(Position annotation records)
-- START --
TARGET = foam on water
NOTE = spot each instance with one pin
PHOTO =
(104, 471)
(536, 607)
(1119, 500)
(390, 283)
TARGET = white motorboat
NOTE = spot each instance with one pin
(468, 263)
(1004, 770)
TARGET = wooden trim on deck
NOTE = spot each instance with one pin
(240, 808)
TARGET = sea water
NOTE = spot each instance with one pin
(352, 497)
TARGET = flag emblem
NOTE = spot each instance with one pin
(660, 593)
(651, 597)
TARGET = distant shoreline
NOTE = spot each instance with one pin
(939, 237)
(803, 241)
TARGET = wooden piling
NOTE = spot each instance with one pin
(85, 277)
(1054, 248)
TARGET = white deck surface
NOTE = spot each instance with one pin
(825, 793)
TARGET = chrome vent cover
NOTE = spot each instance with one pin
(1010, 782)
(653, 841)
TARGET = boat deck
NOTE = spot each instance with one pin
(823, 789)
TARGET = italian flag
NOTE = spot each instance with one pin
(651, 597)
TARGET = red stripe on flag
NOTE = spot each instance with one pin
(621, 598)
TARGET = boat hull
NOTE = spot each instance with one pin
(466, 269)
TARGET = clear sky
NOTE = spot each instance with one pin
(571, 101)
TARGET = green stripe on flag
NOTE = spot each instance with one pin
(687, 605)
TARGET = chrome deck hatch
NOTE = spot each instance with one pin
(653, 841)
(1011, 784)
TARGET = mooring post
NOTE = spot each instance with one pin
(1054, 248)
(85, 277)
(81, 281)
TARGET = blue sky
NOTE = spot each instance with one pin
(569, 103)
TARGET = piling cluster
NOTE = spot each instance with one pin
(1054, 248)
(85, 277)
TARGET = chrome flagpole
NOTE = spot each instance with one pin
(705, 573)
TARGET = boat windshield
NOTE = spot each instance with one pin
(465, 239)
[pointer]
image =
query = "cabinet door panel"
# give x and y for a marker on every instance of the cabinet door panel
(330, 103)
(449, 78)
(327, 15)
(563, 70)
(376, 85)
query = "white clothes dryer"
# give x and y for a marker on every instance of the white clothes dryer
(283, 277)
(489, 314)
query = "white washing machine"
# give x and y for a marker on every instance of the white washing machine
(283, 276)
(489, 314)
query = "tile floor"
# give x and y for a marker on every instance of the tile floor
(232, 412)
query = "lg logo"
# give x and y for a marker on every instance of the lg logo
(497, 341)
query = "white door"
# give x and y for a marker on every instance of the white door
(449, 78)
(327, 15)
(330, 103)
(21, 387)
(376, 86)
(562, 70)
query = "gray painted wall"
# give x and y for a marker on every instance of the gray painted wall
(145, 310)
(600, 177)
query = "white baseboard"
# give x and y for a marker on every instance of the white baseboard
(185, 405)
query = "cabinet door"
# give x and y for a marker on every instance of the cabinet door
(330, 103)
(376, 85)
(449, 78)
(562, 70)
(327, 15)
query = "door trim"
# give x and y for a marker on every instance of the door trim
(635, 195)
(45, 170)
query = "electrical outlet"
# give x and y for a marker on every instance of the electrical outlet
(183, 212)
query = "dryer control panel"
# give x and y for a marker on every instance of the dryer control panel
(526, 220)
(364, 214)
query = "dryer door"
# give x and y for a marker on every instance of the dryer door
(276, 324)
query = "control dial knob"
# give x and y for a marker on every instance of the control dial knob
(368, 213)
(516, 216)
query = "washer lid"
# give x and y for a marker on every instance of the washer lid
-- END --
*WHAT YOU HAVE TO DO*.
Return each entry from above without altering a single character.

*THE ANSWER*.
TARGET = foam on water
NOTE = spot each instance with one pin
PHOTO =
(104, 471)
(536, 607)
(1119, 500)
(390, 283)
TARGET = white motorboat
NOTE = spot each instance with one pin
(468, 263)
(1004, 770)
TARGET = wooden trim on deck
NOTE = spot each instance with one pin
(240, 808)
TARGET = sea water
NOTE = spot each instance with one pin
(352, 497)
TARGET = flag emblem
NOTE = spot each instance with one pin
(660, 593)
(651, 597)
TARGET = distant shoreline
NOTE = spot each instance with one pin
(939, 237)
(803, 241)
TARGET = wooden piling
NOTE = spot each instance with one pin
(85, 277)
(1054, 248)
TARGET = white deck surface
NOTE = spot each instance with one pin
(825, 793)
TARGET = chrome vent cover
NOTE = spot each instance with one pin
(1010, 782)
(653, 841)
TARGET = boat deck
NOTE = spot each instance with one pin
(823, 789)
TARGET = italian flag
NOTE = spot each instance with one pin
(651, 597)
TARGET = red stripe on flag
NOTE = spot each instance with one pin
(621, 598)
TARGET = boat hull
NOTE = spot each instance with one pin
(466, 269)
TARGET = clear sky
NOTE = spot each instance with one pin
(571, 101)
TARGET = green stripe on flag
NOTE = spot each instance with one pin
(687, 605)
TARGET = chrome deck hatch
NOTE = spot each instance with one pin
(653, 841)
(1011, 784)
TARGET = mooring post
NOTE = spot each instance with one pin
(1054, 248)
(85, 277)
(81, 281)
TARGET = blue sky
NOTE = spot each instance with one pin
(569, 103)
TARGET = piling cluster
NOTE = spot each instance with one pin
(1054, 248)
(85, 277)
TARGET = chrome flagpole
NOTE = spot each instance with one pin
(705, 573)
TARGET = boat windshield
NOTE = spot each instance with one pin
(465, 239)
[pointer]
image =
query = "cabinet door panel"
# give x and y for a marker on every instance of the cabinet door panel
(330, 103)
(449, 78)
(327, 15)
(563, 70)
(376, 85)
query = "white clothes dryer"
# give x and y for a marker on every instance of the white clothes dryer
(283, 277)
(489, 314)
query = "white washing machine"
# give x and y for a marker on every instance of the white washing machine
(283, 276)
(489, 314)
query = "tile floor"
# give x and y for a marker on every instance of the tile floor
(232, 412)
query = "lg logo"
# give x and y for a marker on every instance of the lg logo
(497, 341)
query = "white door"
# give x and y for a marker on every instance of the white door
(449, 78)
(327, 15)
(330, 103)
(21, 387)
(376, 86)
(562, 70)
query = "gray painted wall"
# give x and y for a marker on every instance of the gray painted wall
(145, 310)
(600, 177)
query = "white baseboard"
# give x and y for a marker on every instance of the white baseboard
(185, 405)
query = "cabinet door"
# give x and y for a marker on every instance of the cabinet door
(330, 103)
(376, 85)
(449, 78)
(562, 70)
(327, 15)
query = "door trim"
# give x and y for a marker on every instance of the door trim
(635, 195)
(45, 170)
query = "electrical outlet"
# give x and y for a marker on every instance of the electrical outlet
(183, 212)
query = "dryer control panel"
# give x and y for a marker on every instance of the dryer control panel
(526, 220)
(364, 214)
query = "dryer door"
# give x and y for a marker on every instance of the dryer door
(276, 324)
query = "control dial knob"
# give x and y for a marker on every instance of the control dial knob
(368, 213)
(516, 216)
query = "washer lid"
# give x and y for a marker on every instance of the washer lid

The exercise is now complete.